■ **TÂCHE À RÉALISER**
Pouvez-vous recopier mot pour mot le passage de l'extrait sur la rumeur des clowns tueurs, en commençant aux mots « Il faut ensuite » et en vous arrêtant après « fête … d'Halloween. » ?

■ **PASSAGE EXTRAIT**
Deuxio, mobiliser un scénario assez inattendu et hautement improbable : c'est une des vieilles lois de la théorie de l'information (et aussi celle du "scoop" journalistique) : l'impact de l'information délivrée sera d'autant plus élevé que son pourcentage d'advenir est faible. La probabilité que des clowns tueurs armés jusqu'aux dents débarquent en masse dans tous les coins de france pour terroriser la population est en effet relativement faible.
Tertio, que ce scénario puisse s'ancrer sur / dans un imaginaire culturel déjà très riche et structuré en représentations. Là encore, en plein dans le mille : l'image du clown manaçant / inquiétant / assassin fait partie de l'imaginaire classique de la littérature et des films d'horreur depuis plusieurs générations. Ce "terrain" culturel va permettre à la rumeur de s'ancrer dans l'esprit des gens sur le mode "mais oui, ce n'est pas si improbable que cela puisque ces représentations existent au cinéma, à la télé, dans les livres, etc."
Il faut ensuite un contexte particulier (ne s'appliquant qu'à la rumeur concernée)
Et ce contexte est le suivant.
Primo, l'ancrage dans le présent : cette rumeur des clowns tueurs naît à quelques jours de la fête … d'Halloween.
Deuxio : des éléments circonstanciels périphériques. Il faut noter que cette rumeur a atteint un pic de propagation (25 et 26 octobre) quelques jours après que Rémi Gaillard, l'un des tout premiers "youtubeurs" français, a mis en ligne sa dernière vidéo dans laquelle lui et deux complices se déguisent en personnages de films d'horreur pour terroriser des passants. Pas de "clown" dans cette vidéo mais les personnages de Scream, de Massacre à la tronçonneuse et la poupée Chucky (globalement assez proche du clown). Cette vidéo a été mise en ligne le 23 Octobre 2014, et si la rumeur avait déjà commencé à s'etendre une semaine avant cette date on peut tout de même observer une nette recrudescence des apparitions de clowns tueurs depuis cette date (et réciproquement une envolée des statitstiques de consultation de la vidéo de Rémi Gaillard).
Attention : il ne s'agit aucunement d'un lien de causalité (le pauvre Rémi Gaillard n'est pour rien dans cette affaire) mais d'un lien de conséquence qui vient renforcer la pregnance de la rumeur, notamment auprès du premier public concerné qui est aussi le plus actif dans la propagation de la rumeur, c'est à dire les adolescents.
Conclusion ?

■ **INFORMATIONS AFFICHÉES**
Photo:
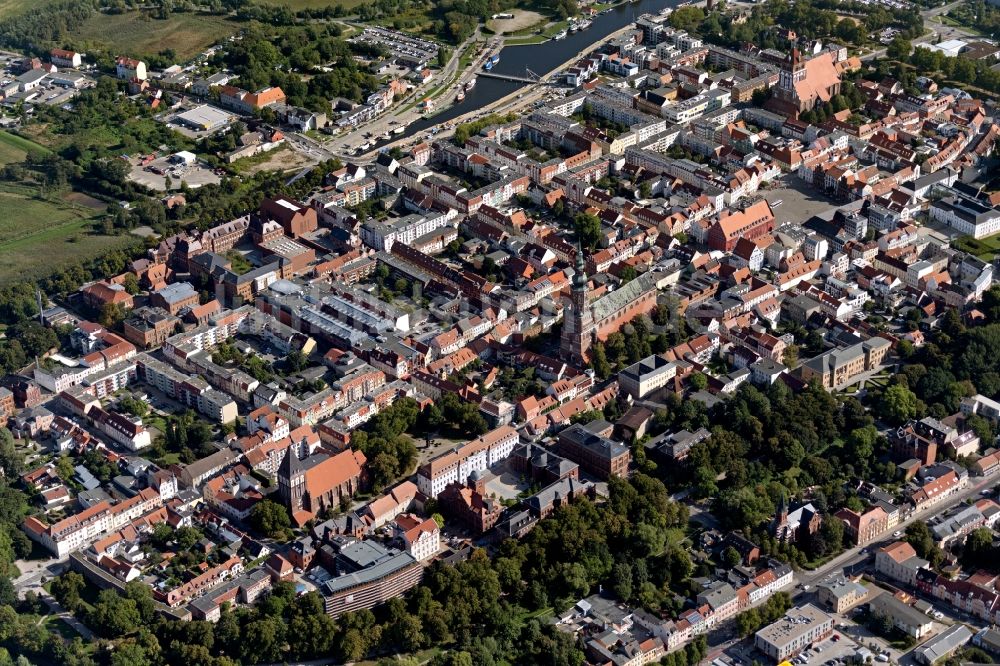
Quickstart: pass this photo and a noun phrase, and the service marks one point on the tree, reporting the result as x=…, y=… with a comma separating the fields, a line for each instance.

■ **RÉPONSE RÉDIGÉE**
Il faut ensuite un contexte particulier (ne s'appliquant qu'à la rumeur concernée)
Et ce contexte est le suivant.
Primo, l'ancrage dans le présent : cette rumeur des clowns tueurs naît à quelques jours de la fête … d'Halloween.